─── Page excerpt ───

An ARR waterfall is a reconciliation. It explains how you moved from a starting ARR snapshot to an ending ARR snapshot by breaking the change into new, expansion, contraction, and churned ARR.

Core formula

Ending ARR = starting ARR + new ARR + expansion ARR - contraction ARR - churned ARR.

How to use it

  • Use it quarterly if monthly ARR snapshots are noisy due to deal timing.
  • Segment by plan/channel/customer size when blended numbers hide churn pockets.
  • Use net new ARR as a consistent input to burn multiple (same period).

How to reconcile with cash and bookings

  • ARR is a run-rate; bookings and cash can lead or lag due to billing terms.
  • Track annual prepay separately so it does not inflate ARR movements.
  • Use the same period boundary for ARR waterfall and burn metrics.

ARR waterfall QA checklist

  • Confirm each customer movement is counted once (new vs expansion).
  • Validate churn and contraction are based on starting ARR, not ending ARR.
  • Match the ending ARR to the actual snapshot after all movements.

Common mistakes

  • Mixing bookings/cash with ARR movements (different timing and definitions).
  • Including one-time items or services in ARR movements.
  • Using inconsistent time windows for ARR movements vs burn/spend metrics.

─── Dataset excerpts ───

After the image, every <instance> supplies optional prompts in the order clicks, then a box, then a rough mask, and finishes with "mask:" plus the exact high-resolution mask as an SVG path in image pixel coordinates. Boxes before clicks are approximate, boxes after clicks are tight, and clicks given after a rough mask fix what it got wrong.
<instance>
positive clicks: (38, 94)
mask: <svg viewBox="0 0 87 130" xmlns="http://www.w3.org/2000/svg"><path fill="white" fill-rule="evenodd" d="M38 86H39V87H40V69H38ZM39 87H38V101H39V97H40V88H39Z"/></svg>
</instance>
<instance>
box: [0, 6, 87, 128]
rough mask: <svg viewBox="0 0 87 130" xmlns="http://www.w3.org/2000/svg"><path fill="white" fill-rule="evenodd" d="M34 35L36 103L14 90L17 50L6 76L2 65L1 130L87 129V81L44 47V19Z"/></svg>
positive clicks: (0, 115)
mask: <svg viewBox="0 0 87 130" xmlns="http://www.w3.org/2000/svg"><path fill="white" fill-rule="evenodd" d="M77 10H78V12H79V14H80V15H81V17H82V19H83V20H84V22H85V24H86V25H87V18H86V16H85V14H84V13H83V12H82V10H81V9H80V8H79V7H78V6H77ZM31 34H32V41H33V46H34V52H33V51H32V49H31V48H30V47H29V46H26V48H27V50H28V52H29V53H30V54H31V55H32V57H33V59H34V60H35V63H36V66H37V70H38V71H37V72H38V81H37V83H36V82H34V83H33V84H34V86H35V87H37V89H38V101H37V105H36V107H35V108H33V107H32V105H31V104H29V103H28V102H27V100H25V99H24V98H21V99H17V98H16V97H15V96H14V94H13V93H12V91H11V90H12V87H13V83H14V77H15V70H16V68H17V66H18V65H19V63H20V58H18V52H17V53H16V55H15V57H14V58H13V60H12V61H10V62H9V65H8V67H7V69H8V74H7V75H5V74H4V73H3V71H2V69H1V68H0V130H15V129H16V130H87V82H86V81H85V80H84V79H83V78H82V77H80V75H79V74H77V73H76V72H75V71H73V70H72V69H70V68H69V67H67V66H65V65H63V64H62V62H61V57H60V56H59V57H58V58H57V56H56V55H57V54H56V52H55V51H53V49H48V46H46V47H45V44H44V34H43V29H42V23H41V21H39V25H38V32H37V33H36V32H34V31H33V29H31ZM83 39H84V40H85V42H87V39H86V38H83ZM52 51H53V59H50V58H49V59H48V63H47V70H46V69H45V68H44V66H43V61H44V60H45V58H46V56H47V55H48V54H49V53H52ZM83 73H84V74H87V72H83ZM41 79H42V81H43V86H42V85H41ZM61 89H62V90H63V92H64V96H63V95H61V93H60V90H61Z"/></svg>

───

→ **Job 1**
According to the ARR waterfall text, how often should the waterfall be used if monthly ARR snapshots are noisy due to deal timing?
→ **Job 2**
Rewrite the part of the ARR waterfall text that opens with the words containing "An ARR waterfall" and closes with "multiple (same period).", substituting "annually" for "quarterly".

→ **Exercise solution 1**
Quarterly.

→ **Exercise solution 2**
An ARR waterfall is a reconciliation. It explains how you moved from a starting ARR snapshot to an ending ARR snapshot by breaking the change into new, expansion, contraction, and churned ARR.

Core formula

Ending ARR = starting ARR + new ARR + expansion ARR - contraction ARR - churned ARR.

How to use it

  • Use it annually if monthly ARR snapshots are noisy due to deal timing.
  • Segment by plan/channel/customer size when blended numbers hide churn pockets.
  • Use net new ARR as a consistent input to burn multiple (same period).